:: Listed records ::

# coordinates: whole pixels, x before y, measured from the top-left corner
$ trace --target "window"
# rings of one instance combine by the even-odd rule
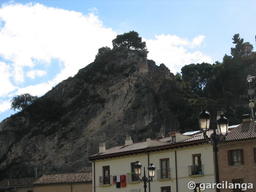
[[[200,184],[201,184],[201,183],[196,184],[195,187],[194,189],[194,192],[201,192],[201,190],[200,189]]]
[[[104,185],[110,184],[109,176],[109,166],[106,166],[103,167],[103,177]]]
[[[233,189],[233,192],[242,192],[243,191],[242,191],[242,188],[240,187],[241,186],[242,183],[244,183],[243,179],[232,179],[232,182],[234,184],[234,188]],[[236,188],[236,189],[235,188]]]
[[[201,154],[193,155],[193,166],[192,167],[192,174],[197,175],[202,174],[202,166],[201,161]]]
[[[176,136],[172,136],[172,142],[173,143],[176,141]]]
[[[134,173],[131,176],[131,181],[136,181],[138,180],[138,178],[137,178],[137,176],[135,174],[135,170],[134,170],[134,165],[136,163],[136,162],[134,162],[133,163],[132,163],[131,164],[131,169],[132,169],[132,173]]]
[[[169,158],[160,160],[161,163],[161,179],[170,178],[170,164]]]
[[[228,151],[228,156],[229,165],[240,165],[244,163],[244,150],[243,149]]]
[[[161,188],[161,192],[171,192],[171,186],[162,187]]]

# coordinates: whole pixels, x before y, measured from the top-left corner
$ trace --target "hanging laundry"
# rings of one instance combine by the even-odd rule
[[[122,187],[126,187],[126,175],[120,175],[120,179],[121,180],[121,185]]]
[[[116,176],[114,175],[113,176],[113,184],[116,184]]]
[[[116,175],[116,188],[121,188],[121,181],[120,180],[120,175]]]

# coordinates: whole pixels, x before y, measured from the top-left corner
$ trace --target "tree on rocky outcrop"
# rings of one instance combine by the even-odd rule
[[[148,52],[146,47],[146,42],[142,41],[139,34],[134,31],[118,35],[116,38],[112,40],[113,47],[124,47],[130,49],[141,50]]]
[[[105,47],[102,47],[100,48],[98,50],[98,53],[95,56],[95,58],[103,53],[106,53],[107,52],[111,50],[111,48],[110,47],[108,47],[107,46],[105,46]]]
[[[24,93],[14,97],[10,101],[12,102],[11,109],[23,110],[38,99],[38,97],[29,93]]]
[[[235,47],[231,47],[231,55],[238,61],[243,57],[248,59],[253,49],[252,45],[249,42],[244,43],[244,39],[240,38],[239,36],[239,34],[235,34],[232,38],[233,43],[236,45]]]

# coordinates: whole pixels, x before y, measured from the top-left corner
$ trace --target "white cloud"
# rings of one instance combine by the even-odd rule
[[[0,97],[5,96],[16,88],[10,80],[11,76],[10,66],[3,62],[0,62]]]
[[[10,100],[11,99],[8,101],[0,100],[0,113],[6,111],[11,108]]]
[[[10,98],[26,93],[41,96],[93,61],[99,48],[112,47],[112,40],[117,33],[103,27],[94,14],[97,12],[96,8],[91,11],[85,15],[39,4],[3,5],[0,80],[4,83],[0,84],[0,113],[10,108]],[[148,59],[157,64],[163,63],[171,72],[179,72],[186,64],[211,62],[210,57],[196,50],[203,36],[192,41],[176,36],[156,37],[146,40]],[[60,61],[61,67],[54,60]],[[39,81],[38,77],[43,76],[47,76],[47,80]],[[28,77],[30,79],[26,81]]]
[[[155,36],[155,40],[143,40],[146,41],[149,51],[148,59],[154,60],[158,65],[163,63],[174,74],[180,72],[185,65],[203,62],[212,63],[210,56],[195,49],[201,44],[205,37],[203,36],[195,37],[192,42],[175,35]]]
[[[27,73],[27,76],[31,78],[35,79],[36,76],[41,77],[46,74],[46,72],[43,70],[33,70],[29,71]]]
[[[34,79],[44,75],[53,59],[62,61],[64,68],[51,83],[40,85],[47,85],[48,89],[48,85],[73,76],[93,61],[99,48],[112,47],[116,36],[111,28],[103,27],[102,22],[92,13],[84,15],[39,4],[4,4],[0,19],[4,23],[0,31],[0,55],[10,61],[9,70],[13,72],[9,78],[23,88],[20,90],[29,86],[25,76]],[[40,64],[35,61],[38,60]]]
[[[41,96],[52,89],[52,85],[47,83],[38,84],[35,85],[29,85],[25,87],[19,88],[17,92],[9,96],[13,97],[24,93],[29,93],[34,96]]]

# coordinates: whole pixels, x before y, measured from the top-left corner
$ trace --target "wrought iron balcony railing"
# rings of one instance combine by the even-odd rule
[[[157,179],[167,178],[171,178],[171,169],[164,169],[156,170]]]

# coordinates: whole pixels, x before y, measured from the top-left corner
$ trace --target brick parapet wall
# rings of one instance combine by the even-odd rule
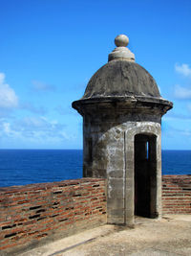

:::

● Given exercise:
Extract every line of the records that contains the string "target", and copy each such line in full.

● Answer to the problem:
$ trace --target "window"
$ trace --target "hanging laundry"
$ trace --target "tree on rocky outcrop"
$ trace --target "white cloud"
$ trace --target "wrought iron balcony railing"
$ trace --target brick parapet wall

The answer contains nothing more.